Imported: 24 Feb '17 | Published: 06 Jan '04

David J. W. Aastuen, Charles L. Bruzzone, Stephen K. Eckhardt, Jiaying Ma

USPTO - Utility Patents

Abstract

Generally, the present invention relates to an apparatus for reducing astigmatism in a projection system that is particularly well suited to reducing astigmatism in LCD projection systems. A projection system includes a light source to generate light, conditioning optics to condition the light from the light source and an imaging core to impose on image on conditioned light from the conditioning optics to form image light. The imaging core includes a polarizing beamsplitter and at least one imager, and at least one element in the imaging core is adapted to reduce astigmatism in the image light. The astigmatism may arise in the polarizing beamsplitter. A projection lens system projects the astigmatism-reduced image light from the imaging core.

Description

BRIEF DESCRIPTION OF THE DRAWINGS

The invention may be more completely understood in consideration of the following detailed description of various embodiments of the invention in connection with the accompanying drawings, in which:

FIG. 1 schematically illustrates an embodiment of a projection unit based on a single reflective imager;

FIG. 2 schematically illustrates another embodiment of a projection unit based on multiple reflective imagers;

FIGS. 3A and 3B illustrates different orientations of a color prism relative to a polarizing beamsplitter;

FIG. 4 schematically illustrates a first approach to reducing astigmatism in a projector system, based on a gap in a color prism, according to an embodiment of the present invention;

FIG. 5 schematically illustrates another approach to reducing astigmatism in a projector system, based on gaps in a color prism, according to another embodiment of the present invention;

FIG. 6 schematically illustrates another approach to reducing astigmatism in a projector system, based on a gap between a wedge prism and a color prism, according to another embodiment of the present invention;

FIG. 7 schematically illustrates another approach to reducing astigmatism in a projector system, based on a plate positioned between elements of a color prism, according to another embodiment of the present invention;

FIG. 8 schematically illustrates another approach to reducing astigmatism in a projector system, based on plates positioned between and within elements of a color prism, according to another embodiment of the present invention;

FIG. 9 schematically illustrates another approach to reducing astigmatism in a projector system having an x-cube color combiner, according to another embodiment of the present invention

FIGS. 10A and 10B illustrate different orientations of x-cube color combiner relative to polarization beamsplitter, according to embodiments of the present invention;

FIG. 11 schematically illustrates another approach to reducing astigmatism in a projector system, based on a plate positioned within a polarization beamsplitter, according to another embodiment of the present invention;

FIG. 12 schematically illustrates another approach to reducing astigmatism in a projector system, based on a second, low index film, according to an embodiment of the present invention;

FIG. 13 schematically illustrates an approach to reducing astigmatism in a two imager projection engine, according to an embodiment of the present invention;

FIG. 14 schematically illustrates another approach to reducing astigmatism in a two imager projection engine, according to another embodiment of the present invention; and

FIG. 15 schematically illustrates another approach to reducing astigmatism in a projector system, based on a wedged component within a polarizing beamsplitter, according to another embodiment of the present invention.

Claims

1. An optical device, comprising:

2. A device as recited in claim 1, further comprising a light source to generate the light and light conditioning optics to condition the light before reaching the polarizing beamsplitter.

Data listing:

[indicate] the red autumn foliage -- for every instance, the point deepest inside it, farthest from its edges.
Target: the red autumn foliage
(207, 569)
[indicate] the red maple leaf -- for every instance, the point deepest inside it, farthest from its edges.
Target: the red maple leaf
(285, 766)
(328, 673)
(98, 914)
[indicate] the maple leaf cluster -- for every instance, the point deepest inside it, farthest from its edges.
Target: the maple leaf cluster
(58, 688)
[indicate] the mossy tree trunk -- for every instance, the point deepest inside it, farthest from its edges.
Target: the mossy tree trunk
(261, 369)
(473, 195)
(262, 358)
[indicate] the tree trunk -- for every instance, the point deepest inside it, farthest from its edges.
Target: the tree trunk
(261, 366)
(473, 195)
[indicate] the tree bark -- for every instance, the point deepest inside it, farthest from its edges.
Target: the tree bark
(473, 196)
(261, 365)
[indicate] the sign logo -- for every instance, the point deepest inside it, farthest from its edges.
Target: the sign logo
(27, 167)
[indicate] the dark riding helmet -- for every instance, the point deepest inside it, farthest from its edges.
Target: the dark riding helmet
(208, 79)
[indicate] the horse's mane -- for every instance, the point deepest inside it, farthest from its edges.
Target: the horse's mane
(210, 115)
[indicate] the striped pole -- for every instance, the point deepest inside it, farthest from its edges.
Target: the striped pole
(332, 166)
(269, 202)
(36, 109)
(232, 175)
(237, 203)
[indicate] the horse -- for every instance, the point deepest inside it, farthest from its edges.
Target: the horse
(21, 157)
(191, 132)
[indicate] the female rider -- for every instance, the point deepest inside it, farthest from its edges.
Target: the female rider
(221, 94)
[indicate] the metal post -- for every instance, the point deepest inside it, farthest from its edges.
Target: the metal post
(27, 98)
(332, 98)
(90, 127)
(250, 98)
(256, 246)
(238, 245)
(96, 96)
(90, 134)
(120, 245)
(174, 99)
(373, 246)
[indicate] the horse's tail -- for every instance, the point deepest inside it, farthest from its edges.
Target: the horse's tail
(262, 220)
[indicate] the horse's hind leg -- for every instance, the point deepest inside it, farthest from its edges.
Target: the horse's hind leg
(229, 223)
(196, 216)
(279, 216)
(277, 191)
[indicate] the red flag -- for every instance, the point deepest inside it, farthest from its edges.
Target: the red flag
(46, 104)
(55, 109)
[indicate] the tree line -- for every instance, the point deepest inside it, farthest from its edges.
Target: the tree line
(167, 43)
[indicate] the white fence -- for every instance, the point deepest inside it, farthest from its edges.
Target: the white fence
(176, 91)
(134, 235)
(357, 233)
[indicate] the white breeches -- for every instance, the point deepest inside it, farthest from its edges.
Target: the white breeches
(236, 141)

Short exercise A:
Answer these from the astigmatism patent text, please:
(i) According to the abstract, in which component may the astigmatism arise?
(ii) Which figure shows an approach based on a plate positioned within a polarization beamsplitter?
(iii) What does claim 2 add to the device of claim 1?
Short exercise B: Using the astigmatism patent text, explain in one to three sentences why the projection lens system receives image light that is already astigmatism-reduced.

Expected output A:
(i) The polarizing beamsplitter.
(ii) FIG. 11.
(iii) A light source to generate the light and light conditioning optics to condition the light before it reaches the polarizing beamsplitter.

Expected output B: The imaging core, which includes a polarizing beamsplitter and at least one imager, imposes an image on the conditioned light to form image light. At least one element in that core is adapted to reduce astigmatism, which may arise in the polarizing beamsplitter. The light therefore leaves the imaging core with reduced astigmatism before the projection lens system projects it.